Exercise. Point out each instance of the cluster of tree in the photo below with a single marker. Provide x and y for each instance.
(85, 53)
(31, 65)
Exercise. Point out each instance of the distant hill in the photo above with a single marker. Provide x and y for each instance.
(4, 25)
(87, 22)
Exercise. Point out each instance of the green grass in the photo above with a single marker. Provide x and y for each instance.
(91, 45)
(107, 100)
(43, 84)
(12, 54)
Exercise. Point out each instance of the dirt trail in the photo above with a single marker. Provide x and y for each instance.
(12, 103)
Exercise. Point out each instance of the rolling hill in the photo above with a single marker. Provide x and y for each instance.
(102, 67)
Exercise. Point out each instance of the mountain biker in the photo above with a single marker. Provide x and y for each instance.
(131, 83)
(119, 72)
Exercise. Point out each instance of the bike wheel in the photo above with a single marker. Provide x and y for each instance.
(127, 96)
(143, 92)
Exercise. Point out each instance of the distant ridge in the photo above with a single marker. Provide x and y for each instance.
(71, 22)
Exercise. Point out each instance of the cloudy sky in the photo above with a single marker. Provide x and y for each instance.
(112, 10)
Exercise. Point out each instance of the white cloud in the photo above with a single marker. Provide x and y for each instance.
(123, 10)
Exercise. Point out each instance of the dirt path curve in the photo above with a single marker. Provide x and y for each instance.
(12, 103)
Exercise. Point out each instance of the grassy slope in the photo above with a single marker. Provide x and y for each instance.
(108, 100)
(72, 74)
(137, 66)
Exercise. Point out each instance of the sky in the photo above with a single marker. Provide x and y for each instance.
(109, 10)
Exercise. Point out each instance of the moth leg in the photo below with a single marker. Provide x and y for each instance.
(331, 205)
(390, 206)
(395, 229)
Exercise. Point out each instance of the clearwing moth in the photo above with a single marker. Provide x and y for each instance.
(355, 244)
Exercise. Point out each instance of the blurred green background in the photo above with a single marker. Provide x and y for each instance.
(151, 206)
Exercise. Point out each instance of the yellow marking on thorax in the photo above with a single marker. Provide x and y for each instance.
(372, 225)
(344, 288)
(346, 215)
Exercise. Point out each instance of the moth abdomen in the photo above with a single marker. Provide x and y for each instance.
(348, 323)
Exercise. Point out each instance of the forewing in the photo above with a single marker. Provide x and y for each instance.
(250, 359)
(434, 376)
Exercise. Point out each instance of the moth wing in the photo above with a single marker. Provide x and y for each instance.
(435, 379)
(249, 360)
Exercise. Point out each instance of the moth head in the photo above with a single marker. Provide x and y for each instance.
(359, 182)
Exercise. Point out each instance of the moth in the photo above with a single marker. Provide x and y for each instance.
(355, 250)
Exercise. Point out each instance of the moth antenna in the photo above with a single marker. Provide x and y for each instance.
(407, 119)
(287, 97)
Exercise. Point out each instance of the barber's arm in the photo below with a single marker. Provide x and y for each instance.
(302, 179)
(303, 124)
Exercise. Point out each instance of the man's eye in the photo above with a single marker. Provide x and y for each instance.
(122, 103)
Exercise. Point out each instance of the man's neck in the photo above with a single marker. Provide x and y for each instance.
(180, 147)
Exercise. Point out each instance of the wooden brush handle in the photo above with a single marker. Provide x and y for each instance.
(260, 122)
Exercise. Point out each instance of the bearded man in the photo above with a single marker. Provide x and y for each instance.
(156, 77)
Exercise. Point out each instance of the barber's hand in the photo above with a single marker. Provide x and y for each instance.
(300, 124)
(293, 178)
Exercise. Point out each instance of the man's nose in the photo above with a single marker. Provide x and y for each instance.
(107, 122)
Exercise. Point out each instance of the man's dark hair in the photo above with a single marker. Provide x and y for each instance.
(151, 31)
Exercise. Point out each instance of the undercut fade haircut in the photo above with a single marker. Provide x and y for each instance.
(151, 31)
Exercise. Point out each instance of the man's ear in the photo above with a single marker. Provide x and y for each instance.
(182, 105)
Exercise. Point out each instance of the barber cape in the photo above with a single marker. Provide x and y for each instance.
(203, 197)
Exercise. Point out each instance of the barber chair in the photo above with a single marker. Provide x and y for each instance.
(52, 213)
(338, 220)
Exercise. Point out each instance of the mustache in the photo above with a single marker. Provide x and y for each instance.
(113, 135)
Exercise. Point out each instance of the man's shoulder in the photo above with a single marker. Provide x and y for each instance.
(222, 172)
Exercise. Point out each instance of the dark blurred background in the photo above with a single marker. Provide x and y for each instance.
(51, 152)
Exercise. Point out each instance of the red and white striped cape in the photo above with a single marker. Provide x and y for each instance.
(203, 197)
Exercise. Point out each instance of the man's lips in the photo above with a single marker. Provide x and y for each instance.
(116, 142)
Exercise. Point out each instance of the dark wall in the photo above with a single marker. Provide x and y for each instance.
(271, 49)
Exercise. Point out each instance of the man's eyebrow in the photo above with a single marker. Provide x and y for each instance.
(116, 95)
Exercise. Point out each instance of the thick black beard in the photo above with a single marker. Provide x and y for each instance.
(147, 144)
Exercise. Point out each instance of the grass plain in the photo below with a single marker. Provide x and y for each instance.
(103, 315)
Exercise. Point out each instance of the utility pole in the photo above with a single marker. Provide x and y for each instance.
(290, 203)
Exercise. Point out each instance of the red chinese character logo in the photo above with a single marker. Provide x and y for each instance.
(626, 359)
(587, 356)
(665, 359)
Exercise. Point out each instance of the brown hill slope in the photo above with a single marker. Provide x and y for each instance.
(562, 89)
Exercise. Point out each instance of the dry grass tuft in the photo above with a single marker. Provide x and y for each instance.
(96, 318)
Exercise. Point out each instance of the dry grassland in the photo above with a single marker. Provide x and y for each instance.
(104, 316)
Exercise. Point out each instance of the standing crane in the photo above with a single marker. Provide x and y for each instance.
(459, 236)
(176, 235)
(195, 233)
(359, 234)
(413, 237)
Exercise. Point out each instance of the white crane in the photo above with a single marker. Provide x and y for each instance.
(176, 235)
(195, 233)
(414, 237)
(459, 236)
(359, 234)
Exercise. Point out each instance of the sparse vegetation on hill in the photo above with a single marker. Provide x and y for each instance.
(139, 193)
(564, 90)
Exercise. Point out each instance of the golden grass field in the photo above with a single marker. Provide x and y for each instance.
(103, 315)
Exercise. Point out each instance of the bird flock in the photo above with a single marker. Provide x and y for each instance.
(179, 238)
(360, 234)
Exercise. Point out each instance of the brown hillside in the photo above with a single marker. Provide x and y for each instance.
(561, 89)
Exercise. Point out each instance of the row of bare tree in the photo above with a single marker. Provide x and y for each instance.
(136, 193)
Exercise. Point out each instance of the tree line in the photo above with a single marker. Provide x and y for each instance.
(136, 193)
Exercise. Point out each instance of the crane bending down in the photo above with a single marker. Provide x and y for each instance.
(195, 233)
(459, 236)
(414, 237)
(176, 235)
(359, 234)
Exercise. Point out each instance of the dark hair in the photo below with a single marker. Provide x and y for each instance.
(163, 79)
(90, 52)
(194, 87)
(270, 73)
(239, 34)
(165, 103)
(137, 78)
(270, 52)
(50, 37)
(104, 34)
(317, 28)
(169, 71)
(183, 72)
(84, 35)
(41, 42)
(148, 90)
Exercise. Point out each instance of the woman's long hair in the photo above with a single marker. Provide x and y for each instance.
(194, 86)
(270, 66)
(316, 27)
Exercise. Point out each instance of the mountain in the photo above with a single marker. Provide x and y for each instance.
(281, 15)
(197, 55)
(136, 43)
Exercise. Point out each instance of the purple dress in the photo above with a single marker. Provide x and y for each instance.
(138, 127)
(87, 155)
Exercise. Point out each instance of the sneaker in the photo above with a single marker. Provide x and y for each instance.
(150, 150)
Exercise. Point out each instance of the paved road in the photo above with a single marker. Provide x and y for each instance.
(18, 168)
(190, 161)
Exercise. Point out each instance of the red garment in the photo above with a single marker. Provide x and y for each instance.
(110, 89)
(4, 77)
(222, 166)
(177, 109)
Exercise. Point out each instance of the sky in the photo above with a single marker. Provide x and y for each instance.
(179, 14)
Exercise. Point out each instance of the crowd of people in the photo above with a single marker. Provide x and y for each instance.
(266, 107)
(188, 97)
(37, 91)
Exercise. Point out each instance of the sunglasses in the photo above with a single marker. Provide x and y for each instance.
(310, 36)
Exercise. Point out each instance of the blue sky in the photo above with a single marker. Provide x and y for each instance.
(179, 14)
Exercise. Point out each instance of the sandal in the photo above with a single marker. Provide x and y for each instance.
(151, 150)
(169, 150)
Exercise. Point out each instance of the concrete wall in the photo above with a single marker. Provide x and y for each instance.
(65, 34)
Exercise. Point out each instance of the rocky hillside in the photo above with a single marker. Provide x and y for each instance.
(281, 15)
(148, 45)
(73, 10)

◆ ◆ ◆ ◆

**Short task:**
Copy out the lines starting at the one containing "Exercise. Point out each instance of the purple" and ending with the last line of the entries. Include nothing else.

**The answer:**
Exercise. Point out each instance of the purple dress in the photo above with a single marker. Provide x and y for each instance.
(138, 127)
(87, 155)
Exercise. Point out each instance of the sneaker in the photo above with a single marker. Provide x and y for each instance.
(150, 150)
Exercise. Point out each instance of the paved road in the photo above with a single marker. Provide x and y for each instance.
(18, 168)
(190, 161)
Exercise. Point out each instance of the red garment in the photo above with a single marker. Provide x and y for each instance.
(110, 89)
(4, 77)
(222, 166)
(177, 109)
Exercise. Point out each instance of the sky in the photo above with a single marker. Provide x and y for each instance.
(179, 14)
Exercise. Point out each instance of the crowd of people in the photo above with a single marker. Provide x and y for each instance.
(266, 107)
(188, 97)
(37, 91)
Exercise. Point out each instance of the sunglasses in the photo above with a single marker. Provide x and y for each instance.
(310, 36)
Exercise. Point out each instance of the blue sky in the photo above with a single marker. Provide x and y for each instance.
(179, 14)
Exercise. Point out each instance of the sandal in the photo above with a single marker. Provide x and y for each instance.
(151, 150)
(169, 150)
Exercise. Point out each instance of the concrete wall in the photo above with a single marker. Provide x and y for each instance.
(65, 34)
Exercise. Point out each instance of the rocky hillside in the photo above with a single marker. Provide x and y for each instance.
(281, 15)
(148, 45)
(73, 10)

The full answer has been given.